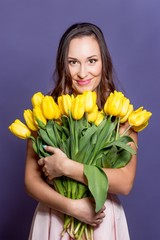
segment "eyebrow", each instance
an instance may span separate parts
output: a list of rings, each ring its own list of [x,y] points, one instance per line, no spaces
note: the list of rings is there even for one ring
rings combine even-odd
[[[98,55],[91,55],[89,57],[87,57],[87,59],[90,59],[90,58],[93,58],[93,57],[98,57]],[[74,58],[74,57],[68,57],[69,59],[74,59],[74,60],[78,60],[77,58]]]

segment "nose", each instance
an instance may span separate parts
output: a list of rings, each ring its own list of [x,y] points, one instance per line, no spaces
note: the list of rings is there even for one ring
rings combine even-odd
[[[81,65],[79,67],[78,73],[77,73],[78,77],[83,79],[87,76],[87,69],[85,65]]]

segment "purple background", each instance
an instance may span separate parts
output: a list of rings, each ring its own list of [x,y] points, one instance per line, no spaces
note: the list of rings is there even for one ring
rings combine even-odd
[[[26,240],[37,204],[24,189],[26,142],[7,128],[23,120],[33,93],[53,85],[59,38],[77,21],[101,27],[126,95],[153,113],[139,134],[134,188],[120,198],[131,239],[160,239],[159,9],[159,0],[0,1],[0,239]]]

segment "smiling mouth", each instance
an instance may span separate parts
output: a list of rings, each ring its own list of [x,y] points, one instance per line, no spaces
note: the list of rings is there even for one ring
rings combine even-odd
[[[81,86],[87,85],[87,84],[89,84],[90,82],[91,82],[91,79],[87,79],[87,80],[77,80],[78,85],[81,85]]]

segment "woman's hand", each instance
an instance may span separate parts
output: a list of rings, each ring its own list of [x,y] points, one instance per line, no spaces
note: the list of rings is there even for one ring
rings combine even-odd
[[[49,180],[62,176],[64,161],[67,161],[68,159],[66,154],[59,148],[51,146],[46,146],[45,150],[53,154],[49,157],[38,160],[38,164],[42,166],[42,171]]]
[[[93,227],[96,227],[103,222],[103,218],[105,217],[105,206],[103,206],[98,213],[95,213],[95,203],[93,199],[82,198],[73,201],[71,207],[73,209],[73,214],[71,213],[73,217]]]

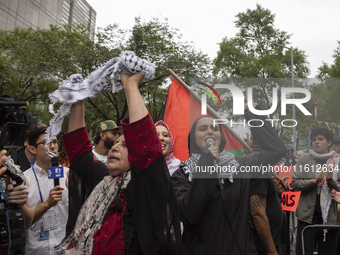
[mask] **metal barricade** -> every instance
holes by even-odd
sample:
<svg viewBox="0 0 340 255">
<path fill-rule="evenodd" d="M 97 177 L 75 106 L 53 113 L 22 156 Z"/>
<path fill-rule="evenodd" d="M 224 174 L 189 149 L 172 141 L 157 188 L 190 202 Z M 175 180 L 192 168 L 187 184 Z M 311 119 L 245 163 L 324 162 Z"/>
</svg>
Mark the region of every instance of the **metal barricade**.
<svg viewBox="0 0 340 255">
<path fill-rule="evenodd" d="M 301 231 L 301 242 L 302 242 L 302 255 L 305 255 L 305 240 L 303 238 L 303 233 L 307 228 L 318 228 L 318 229 L 340 229 L 340 225 L 322 225 L 322 224 L 315 224 L 315 225 L 308 225 L 304 227 Z"/>
</svg>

────────────────

== AIM OF THE EXERCISE ==
Write out the records above in full and exactly, with no pictures.

== WRITTEN REPLY ==
segment "eyebrow", each instance
an instance may span separate parts
output: a list of rings, each ring its own list of [x,y] points, one instance per line, no spaces
note: the list of rings is there even for one ring
rings combine even-odd
[[[98,55],[91,55],[89,57],[87,57],[87,59],[90,59],[90,58],[93,58],[93,57],[98,57]],[[74,58],[74,57],[68,57],[69,59],[74,59],[74,60],[78,60],[77,58]]]

segment "nose", each instance
an instance may span separate parts
output: a list of rings, each ring its own list of [x,y] points, one instance per line, no spaces
note: the list of rings is there even for one ring
rings combine even-odd
[[[81,65],[79,67],[78,73],[77,73],[78,77],[83,79],[87,76],[87,69],[85,65]]]

segment "purple background", each instance
an instance may span separate parts
output: a list of rings, each ring its own list of [x,y] points, one instance per line, no spaces
note: the list of rings is there even for one ring
rings combine even-odd
[[[26,240],[37,204],[24,189],[26,142],[7,128],[23,120],[33,93],[53,85],[59,38],[77,21],[101,27],[126,95],[153,113],[139,134],[134,188],[120,198],[131,239],[160,239],[159,9],[159,0],[0,1],[0,239]]]

segment "smiling mouth", each instance
an instance may span separate parts
output: a list of rings, each ring its own list of [x,y] points, one instance per line, no spaces
note: the list of rings is there even for one ring
rings combine even-odd
[[[81,86],[87,85],[87,84],[89,84],[90,82],[91,82],[91,79],[87,79],[87,80],[77,80],[78,85],[81,85]]]

segment "woman's hand", each instance
an instance may span separate parts
output: a list of rings, each ring its own list of [x,y] points, one instance per line, no spaces
note: the list of rings is there even for one ring
rings combine even-odd
[[[49,180],[62,176],[64,161],[67,161],[68,159],[66,154],[59,148],[51,146],[46,146],[45,150],[53,154],[49,157],[38,160],[38,164],[42,166],[42,171]]]
[[[93,227],[96,227],[103,222],[103,218],[105,217],[105,206],[103,206],[98,213],[95,213],[95,203],[93,199],[82,198],[73,201],[71,207],[73,209],[73,214],[71,213],[73,217]]]

[mask] **metal barricade** -> every instance
holes by even-odd
sample:
<svg viewBox="0 0 340 255">
<path fill-rule="evenodd" d="M 97 177 L 75 106 L 53 113 L 22 156 Z"/>
<path fill-rule="evenodd" d="M 224 174 L 189 149 L 172 141 L 157 188 L 190 202 Z M 175 180 L 192 168 L 187 184 Z M 311 119 L 245 163 L 324 162 Z"/>
</svg>
Mark the region of every instance of the **metal barricade**.
<svg viewBox="0 0 340 255">
<path fill-rule="evenodd" d="M 301 231 L 301 242 L 302 242 L 302 255 L 305 255 L 305 240 L 303 238 L 303 233 L 307 228 L 318 228 L 318 229 L 340 229 L 340 225 L 322 225 L 322 224 L 315 224 L 315 225 L 308 225 L 304 227 Z"/>
</svg>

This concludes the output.